THE INPUT:
▬▬▬

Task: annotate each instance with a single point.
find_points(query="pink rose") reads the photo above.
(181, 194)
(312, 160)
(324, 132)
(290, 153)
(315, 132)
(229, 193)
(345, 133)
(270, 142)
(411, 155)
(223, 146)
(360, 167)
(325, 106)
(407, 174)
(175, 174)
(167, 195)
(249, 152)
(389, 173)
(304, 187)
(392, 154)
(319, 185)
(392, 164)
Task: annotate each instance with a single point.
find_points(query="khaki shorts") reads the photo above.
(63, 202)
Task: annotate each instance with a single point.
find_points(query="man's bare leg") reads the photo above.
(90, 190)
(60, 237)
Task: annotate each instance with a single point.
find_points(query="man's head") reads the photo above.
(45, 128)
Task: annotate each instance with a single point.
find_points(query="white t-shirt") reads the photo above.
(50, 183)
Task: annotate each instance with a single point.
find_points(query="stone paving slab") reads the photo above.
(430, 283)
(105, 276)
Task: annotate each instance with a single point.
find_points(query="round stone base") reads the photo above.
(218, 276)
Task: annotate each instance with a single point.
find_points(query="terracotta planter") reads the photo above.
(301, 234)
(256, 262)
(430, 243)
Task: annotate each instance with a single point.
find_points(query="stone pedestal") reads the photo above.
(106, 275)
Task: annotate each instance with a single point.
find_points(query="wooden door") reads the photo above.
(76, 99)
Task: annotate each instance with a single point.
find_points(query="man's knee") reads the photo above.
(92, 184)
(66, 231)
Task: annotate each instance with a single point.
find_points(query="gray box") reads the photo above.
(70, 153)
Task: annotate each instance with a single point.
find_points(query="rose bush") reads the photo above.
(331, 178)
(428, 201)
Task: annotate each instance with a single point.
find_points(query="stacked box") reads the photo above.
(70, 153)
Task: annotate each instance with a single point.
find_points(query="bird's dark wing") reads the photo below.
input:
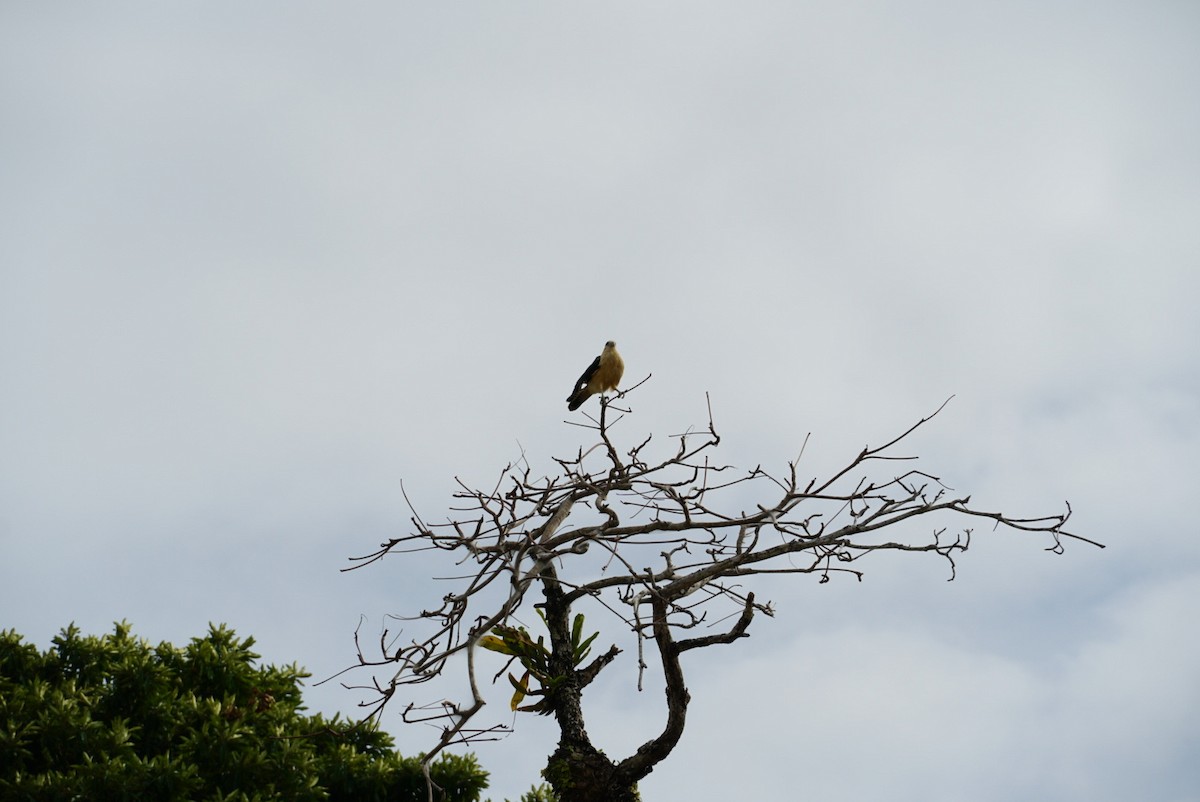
(587, 376)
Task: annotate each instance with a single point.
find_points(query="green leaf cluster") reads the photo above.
(115, 718)
(534, 658)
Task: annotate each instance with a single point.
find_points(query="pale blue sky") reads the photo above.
(261, 264)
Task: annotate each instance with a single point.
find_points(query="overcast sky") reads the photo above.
(262, 262)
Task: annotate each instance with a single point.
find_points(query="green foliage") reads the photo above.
(534, 658)
(115, 718)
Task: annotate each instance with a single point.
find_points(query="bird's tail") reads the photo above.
(576, 400)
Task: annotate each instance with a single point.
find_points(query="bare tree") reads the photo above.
(655, 542)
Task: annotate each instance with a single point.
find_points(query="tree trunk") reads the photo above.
(586, 774)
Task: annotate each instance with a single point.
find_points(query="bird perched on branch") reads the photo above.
(601, 376)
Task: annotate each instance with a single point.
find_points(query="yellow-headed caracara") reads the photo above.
(601, 376)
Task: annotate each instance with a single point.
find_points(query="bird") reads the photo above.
(603, 375)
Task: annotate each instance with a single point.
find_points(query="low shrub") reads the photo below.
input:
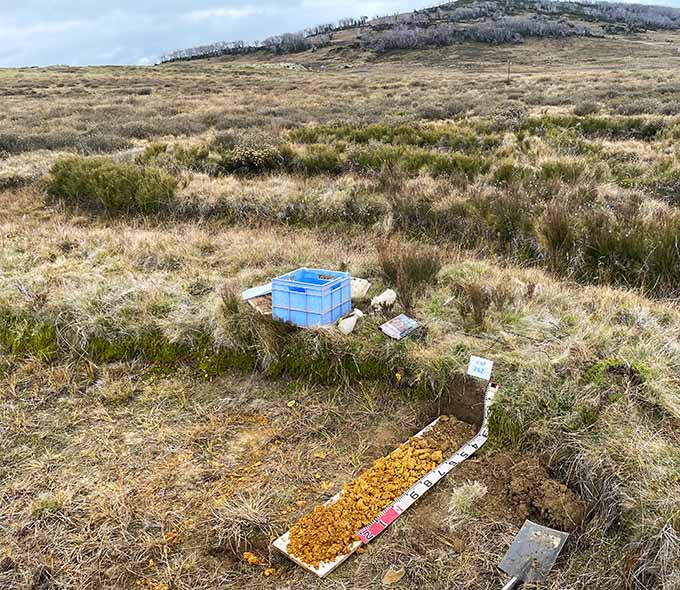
(642, 128)
(408, 268)
(244, 159)
(105, 185)
(321, 159)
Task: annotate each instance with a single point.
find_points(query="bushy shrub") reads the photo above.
(642, 128)
(102, 184)
(408, 268)
(245, 159)
(321, 159)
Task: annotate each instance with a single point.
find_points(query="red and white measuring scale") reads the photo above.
(409, 497)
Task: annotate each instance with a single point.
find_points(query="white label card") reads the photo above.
(480, 368)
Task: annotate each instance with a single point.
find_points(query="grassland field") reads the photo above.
(153, 428)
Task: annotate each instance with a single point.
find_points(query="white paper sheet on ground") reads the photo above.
(359, 287)
(258, 291)
(407, 498)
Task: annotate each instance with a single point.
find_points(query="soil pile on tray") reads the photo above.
(520, 488)
(329, 530)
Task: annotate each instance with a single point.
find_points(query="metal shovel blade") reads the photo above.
(533, 552)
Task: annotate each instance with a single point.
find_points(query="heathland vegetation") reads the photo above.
(153, 427)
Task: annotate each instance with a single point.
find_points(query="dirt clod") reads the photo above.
(328, 531)
(521, 488)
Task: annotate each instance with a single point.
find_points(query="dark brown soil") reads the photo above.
(521, 488)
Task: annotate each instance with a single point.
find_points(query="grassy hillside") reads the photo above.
(153, 428)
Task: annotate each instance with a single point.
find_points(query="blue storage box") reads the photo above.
(309, 297)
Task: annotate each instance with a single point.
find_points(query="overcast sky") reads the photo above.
(89, 32)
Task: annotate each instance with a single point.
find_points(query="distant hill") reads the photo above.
(483, 21)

▬▬▬

WHAT IS REQUIRED:
Count the lines in the listing that contain the word "bird" and give only that number.

RESULT FOR THIS TASK:
4